— BEGIN Document segment —

Steve Watts

Personal information
- Date of birth: 11 July 1976 (age 49)
- Place of birth: Peckham, England
- Position: Striker

Senior career*
- Years: Team / Apps / (Gls)
- 1998: Fisher Athletic / 5 / (2)
- 1998–2003: Leyton Orient / 132 / (29)
- 1999: → Welling United (loan) / 2 / (2)
- 2002: → Margate (loan) / 7 / (4)
- 2002–2003: →Lincoln City (loan) / 5 / (1)
- 2003: → Dagenham & Redbridge (loan) / 6 / (2)
- 2003: Shrewsbury Town / 15 / (1)
- 2003–2004: Dagenham & Redbridge / 12 / (3)
- 2004: St Albans City / 21 / (9)
- 2004–2006: Fisher Athletic / 10 / (6)
- 2006: Bromley / 2 / (0)
- 2007–2008: Eastleigh / 24 / (5)
- 2008–2011: Sutton United / 38 / (8)

= Steve Watts (footballer) =

English footballer (born 1976)

Steve Watts (born 11 July 1976) is an English retired footballer who played as a striker, making over 100 Football League appearances for Leyton Orient. Watts is now a professional poker player who has cashed for a total of $777,429 up to and including September 2016.

==Career==

===Dulwich Hamlet and Fisher Athletic===
Watts started his career with Dulwich Hamlet and moved to Fisher Athletic in the summer of 1998. He moved to Leyton Orient in October 1998 after winning The Sun newspaper's 'Search for a Striker' competition.

===Leyton Orient===
His debut for Leyton Orient was on 12 August 2000, away at Plymouth Argyle. He signed a three-year contract for Orient manager Tommy Taylor, despite interest from Millwall. Watts made 48 starts for Orient in the next two seasons, and 29 appearances as substitute, scoring 22 goals, before going to Margate on loan on 13 September 2002. At Margate he played in five games, scoring 3 goals and receiving 2 yellow cards. On his return to Brisbane Road in October he came on as sub in seven games, before another loan spell on 12 December, this time to Lincoln City, where he made five appearances. He was offered a permanent deal at Sincil Bank but rejected the deal, stating that he didn't feel a move to Lincoln would be beneficial for his career as he didn't think Lincoln would finish higher than Leyton Orient that season (Lincoln made the Playoffs, Leyton Orient finished midtable). He also had a brief loan spell at Welling United.

Orient manager Paul Brush placed Watts on the transfer list, claiming doubts in his work-rate and commitment, as his part-time modelling career seemed to be making too much of an impact.

Watts trialled at Bristol Rovers in January 2003. He was loaned again, this time to Dagenham & Redbridge on 10 February 2003, making four appearances and scoring 1 goal. In March he was then signed by Shrewsbury Town manager Kevin Ratcliffe. Watts revealed that Swansea City manager Brian Flynn also made contact with him prior to his signing for the Gay Meadow side on transfer deadline day.

===Shrewsbury Town and Dagenham & Redbridge===
Watts debuted for Shrewsbury Town in April 2003. He started seven games and came on as sub in eight more, however his tally was only one goal. On 17 October 2003, he was signed on a free transfer to Football Conference side Dagenham & Redbridge for the 2003–04 season. Watts was to depart The Daggers the same season, initially to Singapore, however this move fell through.

— END Document segment —

Complete the following —
1. Answer these questions from the Steve Watts article:
(a) In what month and year did Watts move to Leyton Orient?
(b) Which manager signed Watts for Shrewsbury Town?
(c) On what date did Watts join Dagenham & Redbridge on a free transfer?
2. Write the next part of the Steve Watts article, starting after its final sentence.
The items after this point are separate material, unrelated to the Steve Watts article.

— BEGIN Recorded information —

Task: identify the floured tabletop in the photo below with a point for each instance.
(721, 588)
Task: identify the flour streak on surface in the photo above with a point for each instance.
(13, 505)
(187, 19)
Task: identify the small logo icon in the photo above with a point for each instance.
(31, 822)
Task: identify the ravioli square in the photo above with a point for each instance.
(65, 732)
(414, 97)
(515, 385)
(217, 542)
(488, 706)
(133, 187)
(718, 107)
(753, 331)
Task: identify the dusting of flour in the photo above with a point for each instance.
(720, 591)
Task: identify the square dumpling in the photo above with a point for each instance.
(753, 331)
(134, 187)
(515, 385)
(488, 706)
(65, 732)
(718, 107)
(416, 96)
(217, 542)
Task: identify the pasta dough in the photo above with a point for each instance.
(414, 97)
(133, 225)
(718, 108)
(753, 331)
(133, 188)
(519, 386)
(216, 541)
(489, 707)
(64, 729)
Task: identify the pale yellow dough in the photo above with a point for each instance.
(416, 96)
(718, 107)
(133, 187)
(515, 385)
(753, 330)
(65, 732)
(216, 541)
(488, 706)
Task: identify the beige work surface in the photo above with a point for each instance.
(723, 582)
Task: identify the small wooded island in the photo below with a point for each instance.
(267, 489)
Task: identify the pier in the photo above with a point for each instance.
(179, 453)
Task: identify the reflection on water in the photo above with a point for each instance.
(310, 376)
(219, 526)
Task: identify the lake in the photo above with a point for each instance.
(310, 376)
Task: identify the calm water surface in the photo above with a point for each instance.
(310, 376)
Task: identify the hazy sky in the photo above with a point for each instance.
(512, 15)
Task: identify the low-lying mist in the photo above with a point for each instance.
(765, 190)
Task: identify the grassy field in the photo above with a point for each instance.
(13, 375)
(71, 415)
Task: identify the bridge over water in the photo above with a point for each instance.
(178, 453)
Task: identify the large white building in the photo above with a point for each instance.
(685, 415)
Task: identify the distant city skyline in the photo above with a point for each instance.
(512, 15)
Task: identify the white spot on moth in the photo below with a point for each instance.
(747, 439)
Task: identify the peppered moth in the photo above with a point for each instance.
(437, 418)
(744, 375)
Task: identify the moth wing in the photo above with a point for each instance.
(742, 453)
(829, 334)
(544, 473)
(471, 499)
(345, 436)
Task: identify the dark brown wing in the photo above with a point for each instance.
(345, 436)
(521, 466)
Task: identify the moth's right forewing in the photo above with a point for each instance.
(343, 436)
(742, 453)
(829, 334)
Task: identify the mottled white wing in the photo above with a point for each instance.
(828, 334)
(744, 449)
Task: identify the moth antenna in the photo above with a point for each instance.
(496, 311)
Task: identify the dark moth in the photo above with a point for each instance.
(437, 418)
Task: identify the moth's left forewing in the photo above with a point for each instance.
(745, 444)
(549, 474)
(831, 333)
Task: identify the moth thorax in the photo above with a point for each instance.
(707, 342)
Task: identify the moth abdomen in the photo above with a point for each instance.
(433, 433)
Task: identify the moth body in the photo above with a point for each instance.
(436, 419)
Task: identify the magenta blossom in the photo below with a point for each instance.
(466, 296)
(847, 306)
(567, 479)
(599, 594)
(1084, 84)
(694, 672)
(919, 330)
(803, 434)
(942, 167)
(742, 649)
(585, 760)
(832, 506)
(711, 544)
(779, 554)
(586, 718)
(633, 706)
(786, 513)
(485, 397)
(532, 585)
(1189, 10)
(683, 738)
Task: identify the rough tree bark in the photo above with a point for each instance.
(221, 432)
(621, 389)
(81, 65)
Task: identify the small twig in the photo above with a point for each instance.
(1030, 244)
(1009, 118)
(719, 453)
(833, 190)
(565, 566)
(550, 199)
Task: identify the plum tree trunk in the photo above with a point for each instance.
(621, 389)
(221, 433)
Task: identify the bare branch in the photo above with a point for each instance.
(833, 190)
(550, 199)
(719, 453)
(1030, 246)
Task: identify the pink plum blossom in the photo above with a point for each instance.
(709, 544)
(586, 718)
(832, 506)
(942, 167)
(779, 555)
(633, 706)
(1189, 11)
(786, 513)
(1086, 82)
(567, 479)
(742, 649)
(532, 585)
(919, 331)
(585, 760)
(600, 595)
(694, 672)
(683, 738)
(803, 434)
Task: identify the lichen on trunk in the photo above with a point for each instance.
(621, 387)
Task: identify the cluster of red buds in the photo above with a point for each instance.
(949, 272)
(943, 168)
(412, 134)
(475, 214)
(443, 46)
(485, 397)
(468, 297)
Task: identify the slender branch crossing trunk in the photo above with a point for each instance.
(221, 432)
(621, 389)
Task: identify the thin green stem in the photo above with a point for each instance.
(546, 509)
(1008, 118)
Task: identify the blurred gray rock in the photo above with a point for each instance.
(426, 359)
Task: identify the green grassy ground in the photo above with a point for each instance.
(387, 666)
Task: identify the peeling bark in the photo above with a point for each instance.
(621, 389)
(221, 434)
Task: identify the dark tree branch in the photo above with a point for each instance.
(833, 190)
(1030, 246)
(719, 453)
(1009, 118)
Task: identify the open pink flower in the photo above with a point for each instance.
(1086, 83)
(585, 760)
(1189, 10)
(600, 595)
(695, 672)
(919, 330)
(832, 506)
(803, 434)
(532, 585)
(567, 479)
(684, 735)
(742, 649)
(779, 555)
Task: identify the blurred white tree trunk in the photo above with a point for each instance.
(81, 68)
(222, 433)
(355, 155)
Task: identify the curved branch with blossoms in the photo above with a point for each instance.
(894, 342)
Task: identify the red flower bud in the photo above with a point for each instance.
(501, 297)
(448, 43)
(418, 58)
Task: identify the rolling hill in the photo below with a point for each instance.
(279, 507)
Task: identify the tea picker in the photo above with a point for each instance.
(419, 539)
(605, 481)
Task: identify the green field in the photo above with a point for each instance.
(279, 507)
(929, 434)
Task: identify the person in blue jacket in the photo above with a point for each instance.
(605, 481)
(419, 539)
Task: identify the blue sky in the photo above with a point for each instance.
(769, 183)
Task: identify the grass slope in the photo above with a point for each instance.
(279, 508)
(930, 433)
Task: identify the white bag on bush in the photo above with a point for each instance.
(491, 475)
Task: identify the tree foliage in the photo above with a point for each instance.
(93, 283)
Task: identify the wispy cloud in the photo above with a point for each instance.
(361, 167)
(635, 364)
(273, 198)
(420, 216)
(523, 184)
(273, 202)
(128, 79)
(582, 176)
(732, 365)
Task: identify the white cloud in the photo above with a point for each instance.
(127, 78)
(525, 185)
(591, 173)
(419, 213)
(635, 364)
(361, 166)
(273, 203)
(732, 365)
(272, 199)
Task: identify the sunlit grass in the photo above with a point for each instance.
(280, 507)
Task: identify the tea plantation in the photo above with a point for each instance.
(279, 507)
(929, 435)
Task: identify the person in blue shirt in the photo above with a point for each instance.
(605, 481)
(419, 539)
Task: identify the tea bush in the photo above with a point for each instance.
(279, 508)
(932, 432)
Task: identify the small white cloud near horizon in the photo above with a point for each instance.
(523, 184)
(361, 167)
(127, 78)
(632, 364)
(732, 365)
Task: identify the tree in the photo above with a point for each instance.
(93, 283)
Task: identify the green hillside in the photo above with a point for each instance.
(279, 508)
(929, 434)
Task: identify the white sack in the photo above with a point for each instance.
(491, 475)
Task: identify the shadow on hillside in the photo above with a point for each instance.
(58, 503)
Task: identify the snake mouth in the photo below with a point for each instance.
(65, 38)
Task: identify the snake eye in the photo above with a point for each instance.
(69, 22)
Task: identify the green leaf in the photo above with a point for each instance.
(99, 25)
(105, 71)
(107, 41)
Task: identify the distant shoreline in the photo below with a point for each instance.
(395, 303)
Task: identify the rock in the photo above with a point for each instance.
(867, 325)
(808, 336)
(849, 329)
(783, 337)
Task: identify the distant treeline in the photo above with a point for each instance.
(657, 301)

— END Recorded information —

Task answers —
1.
(a) October 1998
(b) Kevin Ratcliffe
(c) 17 October 2003

2.
===St. Albans City===
Watts was signed by St Albans City in February 2004. He made 21 appearances, scoring nine times and receiving three cautions. He is remembered for his stunning injury time goal against Bedford Town in the play-off win which saw City promoted to the Conference South.

===Fisher Athletic (second spell) and Bromley===
The summer of 2004 saw Watts return to one of his first clubs, Fisher Athletic. In October 2006 he was nominated for FA Cup player of the round, for his hat-trick in Fisher's 6–1 defeat of Metropolitan Police.

In December 2006 Watts left Fisher by mutual consent. In that time Wattsy, as he was affectionally known to the Fisher fans, helped Fisher win the London Senior Cup 2004–05 and 2005–06, 2005–06Isthmian League Cup, Isthmian League Premier Division play-off promotion 2005–06 and the Southern League Eastern Division Championship 2004–05. In just two and a half seasons at the club Watts scored 95 goals for the Fish. In his first season Watts bagged 48 goals in the Southern League Eastern Division and finished as the league's top scorer.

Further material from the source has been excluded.